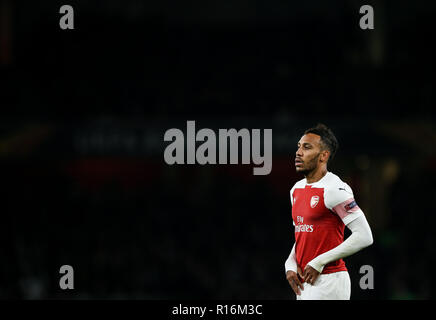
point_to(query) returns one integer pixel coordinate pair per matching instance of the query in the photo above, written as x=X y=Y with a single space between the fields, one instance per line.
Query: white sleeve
x=360 y=238
x=291 y=262
x=340 y=199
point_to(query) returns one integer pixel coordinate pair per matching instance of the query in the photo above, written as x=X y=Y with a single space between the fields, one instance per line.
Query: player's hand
x=294 y=281
x=310 y=274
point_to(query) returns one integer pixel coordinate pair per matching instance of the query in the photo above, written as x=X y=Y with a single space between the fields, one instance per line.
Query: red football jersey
x=320 y=211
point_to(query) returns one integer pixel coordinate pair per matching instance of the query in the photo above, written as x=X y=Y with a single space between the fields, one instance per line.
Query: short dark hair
x=328 y=139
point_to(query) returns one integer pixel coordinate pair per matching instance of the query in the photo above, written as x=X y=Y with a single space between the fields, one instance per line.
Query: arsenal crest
x=314 y=201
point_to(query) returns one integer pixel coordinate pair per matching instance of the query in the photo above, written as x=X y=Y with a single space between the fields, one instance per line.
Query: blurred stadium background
x=84 y=182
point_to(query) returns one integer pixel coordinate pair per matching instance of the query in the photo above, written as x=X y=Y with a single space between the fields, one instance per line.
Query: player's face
x=308 y=153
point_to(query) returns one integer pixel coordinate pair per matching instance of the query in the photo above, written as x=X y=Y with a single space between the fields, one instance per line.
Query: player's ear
x=325 y=154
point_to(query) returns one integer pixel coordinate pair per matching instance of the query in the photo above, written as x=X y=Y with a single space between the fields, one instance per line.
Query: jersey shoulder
x=336 y=191
x=299 y=184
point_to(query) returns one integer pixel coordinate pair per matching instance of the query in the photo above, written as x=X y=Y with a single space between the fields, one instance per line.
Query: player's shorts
x=331 y=286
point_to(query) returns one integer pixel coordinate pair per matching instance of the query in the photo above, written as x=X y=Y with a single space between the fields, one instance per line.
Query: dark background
x=84 y=111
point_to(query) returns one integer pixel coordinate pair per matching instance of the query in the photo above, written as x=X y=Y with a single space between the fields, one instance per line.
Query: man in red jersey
x=322 y=205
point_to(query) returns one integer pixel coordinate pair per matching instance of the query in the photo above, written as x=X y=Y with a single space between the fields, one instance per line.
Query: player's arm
x=361 y=237
x=292 y=271
x=340 y=200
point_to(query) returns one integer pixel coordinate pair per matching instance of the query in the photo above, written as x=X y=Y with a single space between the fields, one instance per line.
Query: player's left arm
x=355 y=220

* _Problem description_
Return the lines word for word, from the start through the line with "x=320 y=211", both included. Leave the pictures out of your answer.

* _Output_
point_to(query) returns one integer pixel coordinate pair per matching instance of the query in the photo above, written as x=X y=Y with a single space between the fields, one instance per line.
Query: white sleeve
x=360 y=238
x=291 y=262
x=340 y=199
point_to(query) returns one integer pixel coordinate pair per matching instance of the query in the photo above, written as x=X y=Y with a single space between the fields, one instance per line.
Query: player's hand
x=294 y=281
x=310 y=274
point_to(query) returns one integer pixel coordinate pair per matching instance of the query in the photo above, written as x=X y=Y with a single space between the fields, one instance per line.
Query: red football jersey
x=320 y=211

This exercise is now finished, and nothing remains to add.